## REQUIREMENT 1
Quote the gait study abstract from "Methods: Twenty persons" to "base of support.".
## REQUIREMENT 2
According to the gait study abstract, at which point in the gait cycle did the MS group with clinical gait impairment show a higher medial/lateral MoS than the healthy control group?
## REQUIREMENT 3
Render this sentence from the gait study abstract in Spanish: "MoS was evaluated in the anterior/posterior (AP) and medial/lateral (ML) direction at heel strike and midstance."

## EXERCISE PASSAGE
*** Block opens ***

Persons with Multiple Sclerosis Increase Their Dynamic Margin of Stability during Gait
Objectives: This study investigates how MoS is affected in persons with MS, as well as the relationship between MoS and the Expanded Disability Severity Score (EDSS), fall history, and the activity-specific balance confidence questionnaire.
Methods: Twenty persons with MS without clinical gait impairment, 20 persons with MS with clinical gait impairment, and 20 age-matched healthy controls, walked over ground at their preferred pace, while marker kinematics captured the motion of the pelvis and feet. MoS was evaluated in the anterior/posterior (AP) and medial/lateral (ML) direction at heel strike and midstance. An increased MoS means that the center of mass is further inside the base of support, and a decreased MoS means that the center of mass is closer to the limits of the base of support.
Results: In the AP direction, the MS group with clinical gait impairment had a higher MoS than the healthy control group (p<0.001) and the MS group without clinical gait impairment (p<0.001) at heel strike and midstance. In the ML direction, the MS group with clinical gait impairment had a higher MoS than the healthy control group (p<0.001) at heel strike only. AP MoS correlated with EDSS (p=0.008) and number of falls (p=0.001), and ML MoS correlated with number of falls (p=0.027).
Conclusions: Compared to healthy controls, persons with MS walk with slower, shorter, and wider steps, which results in an increased MoS in both the AP and ML direction. Increased MoS may be advantageous as it allows for more response time to perturbations, such as a trip, however this may be a poor adaptive gait strategy since falls still occur. Increased MoS may decrease the necessity of finely controlled step placements, leading to rigid and unadaptable gait, and contribute to fall risk in persons with MS.

*** Block closes ***

## RECORD SET

*** Block opens ***

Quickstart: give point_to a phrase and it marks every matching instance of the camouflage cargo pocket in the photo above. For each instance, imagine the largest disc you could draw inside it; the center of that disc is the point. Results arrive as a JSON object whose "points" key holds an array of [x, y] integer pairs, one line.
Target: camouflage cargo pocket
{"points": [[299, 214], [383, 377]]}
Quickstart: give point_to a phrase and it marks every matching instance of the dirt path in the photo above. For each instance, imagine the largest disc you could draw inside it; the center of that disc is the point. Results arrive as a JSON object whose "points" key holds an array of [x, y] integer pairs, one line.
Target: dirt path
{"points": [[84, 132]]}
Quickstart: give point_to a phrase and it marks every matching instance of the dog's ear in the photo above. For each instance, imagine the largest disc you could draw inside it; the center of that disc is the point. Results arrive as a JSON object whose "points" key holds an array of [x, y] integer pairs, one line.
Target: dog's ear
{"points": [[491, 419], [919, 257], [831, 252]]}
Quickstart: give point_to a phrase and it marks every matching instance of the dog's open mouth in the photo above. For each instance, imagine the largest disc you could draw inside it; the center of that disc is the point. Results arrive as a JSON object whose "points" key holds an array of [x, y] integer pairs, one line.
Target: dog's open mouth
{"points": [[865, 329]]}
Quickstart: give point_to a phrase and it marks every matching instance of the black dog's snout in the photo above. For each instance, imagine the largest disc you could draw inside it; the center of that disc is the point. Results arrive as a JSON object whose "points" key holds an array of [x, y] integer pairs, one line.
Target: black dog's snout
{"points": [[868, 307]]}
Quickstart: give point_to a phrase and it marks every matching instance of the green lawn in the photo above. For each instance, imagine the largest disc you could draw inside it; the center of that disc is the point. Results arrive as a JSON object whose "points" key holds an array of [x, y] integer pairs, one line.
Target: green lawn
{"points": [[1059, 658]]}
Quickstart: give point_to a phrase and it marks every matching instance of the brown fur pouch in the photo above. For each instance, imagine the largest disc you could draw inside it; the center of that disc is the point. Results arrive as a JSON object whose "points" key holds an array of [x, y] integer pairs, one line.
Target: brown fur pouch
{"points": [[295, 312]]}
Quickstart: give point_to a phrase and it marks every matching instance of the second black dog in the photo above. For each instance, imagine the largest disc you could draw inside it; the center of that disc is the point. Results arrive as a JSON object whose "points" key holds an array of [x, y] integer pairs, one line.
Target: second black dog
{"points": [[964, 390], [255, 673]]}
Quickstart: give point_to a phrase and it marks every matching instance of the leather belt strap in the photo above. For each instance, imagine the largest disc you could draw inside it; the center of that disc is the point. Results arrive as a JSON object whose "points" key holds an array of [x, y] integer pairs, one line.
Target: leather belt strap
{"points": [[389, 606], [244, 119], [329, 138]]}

*** Block closes ***

## TASK SOLUTION 1
Methods: Twenty persons with MS without clinical gait impairment, 20 persons with MS with clinical gait impairment, and 20 age-matched healthy controls, walked over ground at their preferred pace, while marker kinematics captured the motion of the pelvis and feet. MoS was evaluated in the anterior/posterior (AP) and medial/lateral (ML) direction at heel strike and midstance. An increased MoS means that the center of mass is further inside the base of support, and a decreased MoS means that the center of mass is closer to the limits of the base of support.

## TASK SOLUTION 2
At heel strike only.

## TASK SOLUTION 3
El MoS se evaluó en la dirección anterior/posterior (AP) y medial/lateral (ML) en el contacto del talón y en la fase media de apoyo.